--- begin Text segment ---

Much has been made in the last few weeks and months about the great Retail Apocalypse of 2017 and the dominance of the aptly named Amazon. On today of all days – Prime Day – it’s as if you can hear merchants everywhere stamping their feet and crying, “Amazon’s ruining everything!” But the struggle is real! While both the demise of traditional brick and mortar retailing appears to be tipping quickly, and while Amazon appears to be the direct beneficiary of so much of this fallout, VENN suspects that the two are being conflated as simple cause and effect, when the reality of the situation is far more nuanced. To say that Amazon has had a colossal impact on traditional retailing is an understatement to be sure, but Amazon’s success has had as much to do with the mediocre strategies of the competition as it has to do with their greatness.

--- end Text segment ---
--- begin Given entries ---

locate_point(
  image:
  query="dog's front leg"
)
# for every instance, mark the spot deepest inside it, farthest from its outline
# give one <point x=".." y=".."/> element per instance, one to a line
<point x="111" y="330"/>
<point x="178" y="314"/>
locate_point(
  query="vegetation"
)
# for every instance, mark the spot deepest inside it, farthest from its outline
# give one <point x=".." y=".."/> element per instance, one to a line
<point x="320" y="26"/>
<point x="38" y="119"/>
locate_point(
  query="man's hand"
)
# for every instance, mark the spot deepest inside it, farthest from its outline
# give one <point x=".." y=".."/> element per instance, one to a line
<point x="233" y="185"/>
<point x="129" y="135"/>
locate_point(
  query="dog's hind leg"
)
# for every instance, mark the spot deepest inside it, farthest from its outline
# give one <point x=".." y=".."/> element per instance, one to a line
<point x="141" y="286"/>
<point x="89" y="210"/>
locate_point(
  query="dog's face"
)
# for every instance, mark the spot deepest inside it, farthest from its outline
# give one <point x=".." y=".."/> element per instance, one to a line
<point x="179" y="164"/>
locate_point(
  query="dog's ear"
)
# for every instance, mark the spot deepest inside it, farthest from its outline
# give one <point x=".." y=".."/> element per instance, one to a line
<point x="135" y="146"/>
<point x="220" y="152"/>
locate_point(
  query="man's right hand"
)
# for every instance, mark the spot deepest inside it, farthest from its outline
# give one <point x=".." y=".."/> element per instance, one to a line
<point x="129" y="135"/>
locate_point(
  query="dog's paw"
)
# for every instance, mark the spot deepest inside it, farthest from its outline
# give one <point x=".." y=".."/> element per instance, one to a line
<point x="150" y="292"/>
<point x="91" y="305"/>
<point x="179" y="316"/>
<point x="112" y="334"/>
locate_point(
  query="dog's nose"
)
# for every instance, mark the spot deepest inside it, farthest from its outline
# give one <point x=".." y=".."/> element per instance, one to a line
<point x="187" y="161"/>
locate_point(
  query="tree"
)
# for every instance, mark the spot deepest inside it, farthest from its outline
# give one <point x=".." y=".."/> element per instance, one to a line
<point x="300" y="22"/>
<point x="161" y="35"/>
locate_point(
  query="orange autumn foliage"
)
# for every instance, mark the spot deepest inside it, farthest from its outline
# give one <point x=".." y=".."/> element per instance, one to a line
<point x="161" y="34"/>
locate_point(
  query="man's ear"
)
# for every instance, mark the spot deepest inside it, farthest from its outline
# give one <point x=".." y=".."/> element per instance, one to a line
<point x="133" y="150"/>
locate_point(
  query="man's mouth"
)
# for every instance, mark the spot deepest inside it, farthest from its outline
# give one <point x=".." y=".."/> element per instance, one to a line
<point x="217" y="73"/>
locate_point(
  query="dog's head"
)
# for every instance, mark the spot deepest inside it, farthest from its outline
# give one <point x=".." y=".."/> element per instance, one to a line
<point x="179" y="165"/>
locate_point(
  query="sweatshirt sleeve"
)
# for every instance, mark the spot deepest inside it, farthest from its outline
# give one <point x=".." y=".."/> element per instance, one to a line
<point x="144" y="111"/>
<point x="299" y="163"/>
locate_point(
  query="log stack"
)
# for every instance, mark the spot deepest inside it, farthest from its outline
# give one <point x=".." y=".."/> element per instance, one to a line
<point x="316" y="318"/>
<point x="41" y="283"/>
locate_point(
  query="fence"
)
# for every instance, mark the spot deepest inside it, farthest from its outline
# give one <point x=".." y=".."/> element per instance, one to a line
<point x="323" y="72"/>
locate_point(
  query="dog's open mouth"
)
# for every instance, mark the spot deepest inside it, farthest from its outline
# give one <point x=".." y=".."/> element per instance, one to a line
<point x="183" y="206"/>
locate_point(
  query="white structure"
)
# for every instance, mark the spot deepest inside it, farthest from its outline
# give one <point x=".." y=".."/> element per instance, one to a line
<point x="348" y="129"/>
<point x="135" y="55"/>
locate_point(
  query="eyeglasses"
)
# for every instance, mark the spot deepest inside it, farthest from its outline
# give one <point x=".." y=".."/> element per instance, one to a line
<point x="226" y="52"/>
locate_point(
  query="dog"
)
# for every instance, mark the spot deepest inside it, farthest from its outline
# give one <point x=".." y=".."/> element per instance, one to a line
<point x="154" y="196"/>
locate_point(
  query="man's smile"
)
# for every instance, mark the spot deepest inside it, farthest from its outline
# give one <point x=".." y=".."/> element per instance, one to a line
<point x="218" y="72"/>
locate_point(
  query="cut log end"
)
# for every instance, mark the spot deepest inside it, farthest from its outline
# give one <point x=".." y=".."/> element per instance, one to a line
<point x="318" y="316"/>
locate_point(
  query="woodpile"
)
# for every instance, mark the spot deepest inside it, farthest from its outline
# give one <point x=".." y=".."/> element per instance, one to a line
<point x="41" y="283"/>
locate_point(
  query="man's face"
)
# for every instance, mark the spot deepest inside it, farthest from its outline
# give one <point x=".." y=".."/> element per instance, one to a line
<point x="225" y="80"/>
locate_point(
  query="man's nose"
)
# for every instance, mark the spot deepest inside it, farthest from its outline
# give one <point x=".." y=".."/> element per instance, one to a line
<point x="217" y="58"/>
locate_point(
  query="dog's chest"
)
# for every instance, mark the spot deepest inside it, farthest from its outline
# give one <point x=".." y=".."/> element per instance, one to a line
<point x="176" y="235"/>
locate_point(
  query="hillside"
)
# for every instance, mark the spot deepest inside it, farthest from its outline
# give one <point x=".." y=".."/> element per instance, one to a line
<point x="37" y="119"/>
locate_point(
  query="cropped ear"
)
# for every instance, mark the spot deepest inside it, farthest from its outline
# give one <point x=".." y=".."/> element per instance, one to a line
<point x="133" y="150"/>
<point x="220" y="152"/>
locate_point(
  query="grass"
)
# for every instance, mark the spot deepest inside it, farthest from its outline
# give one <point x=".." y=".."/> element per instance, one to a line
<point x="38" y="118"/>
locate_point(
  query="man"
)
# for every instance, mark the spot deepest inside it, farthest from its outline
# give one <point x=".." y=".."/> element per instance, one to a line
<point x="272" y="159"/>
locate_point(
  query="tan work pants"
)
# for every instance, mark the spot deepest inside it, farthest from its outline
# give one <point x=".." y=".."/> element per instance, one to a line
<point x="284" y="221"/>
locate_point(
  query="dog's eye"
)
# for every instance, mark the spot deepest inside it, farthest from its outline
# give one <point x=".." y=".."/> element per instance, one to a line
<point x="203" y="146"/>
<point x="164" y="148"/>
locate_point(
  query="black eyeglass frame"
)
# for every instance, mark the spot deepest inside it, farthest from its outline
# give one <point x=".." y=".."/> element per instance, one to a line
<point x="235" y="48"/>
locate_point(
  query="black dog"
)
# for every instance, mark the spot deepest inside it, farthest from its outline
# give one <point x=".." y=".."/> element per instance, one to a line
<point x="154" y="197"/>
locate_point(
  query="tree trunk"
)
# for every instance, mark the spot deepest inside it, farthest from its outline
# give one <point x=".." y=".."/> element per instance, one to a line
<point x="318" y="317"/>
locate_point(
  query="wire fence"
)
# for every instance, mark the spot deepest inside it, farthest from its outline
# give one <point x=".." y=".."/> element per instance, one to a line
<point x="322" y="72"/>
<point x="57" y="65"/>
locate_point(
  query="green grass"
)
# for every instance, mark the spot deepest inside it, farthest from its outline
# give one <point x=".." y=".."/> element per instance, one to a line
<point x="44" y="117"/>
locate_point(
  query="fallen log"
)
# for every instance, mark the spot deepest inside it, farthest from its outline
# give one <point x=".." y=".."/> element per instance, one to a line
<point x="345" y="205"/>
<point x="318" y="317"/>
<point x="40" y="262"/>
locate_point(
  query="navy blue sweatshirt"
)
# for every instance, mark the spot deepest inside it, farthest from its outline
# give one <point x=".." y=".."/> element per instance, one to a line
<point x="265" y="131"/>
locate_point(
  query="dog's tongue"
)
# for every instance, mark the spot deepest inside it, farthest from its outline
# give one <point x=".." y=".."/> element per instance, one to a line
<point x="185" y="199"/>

--- end Given entries ---

■ **Task list**
• 1. Reproduce the passage on Amazon and retail from "Much has been" up to and including "with their greatness.".
• 2. According to the passage on Amazon and retail, what does VENN suspect is happening with the demise of traditional retailing and Amazon's gains?

■ **The replies**
• 1.
Much has been made in the last few weeks and months about the great Retail Apocalypse of 2017 and the dominance of the aptly named Amazon. On today of all days – Prime Day – it’s as if you can hear merchants everywhere stamping their feet and crying, “Amazon’s ruining everything!” But the struggle is real! While both the demise of traditional brick and mortar retailing appears to be tipping quickly, and while Amazon appears to be the direct beneficiary of so much of this fallout, VENN suspects that the two are being conflated as simple cause and effect, when the reality of the situation is far more nuanced. To say that Amazon has had a colossal impact on traditional retailing is an understatement to be sure, but Amazon’s success has had as much to do with the mediocre strategies of the competition as it has to do with their greatness.

• 2. VENN suspects the two are being conflated as simple cause and effect, when the reality is far more nuanced.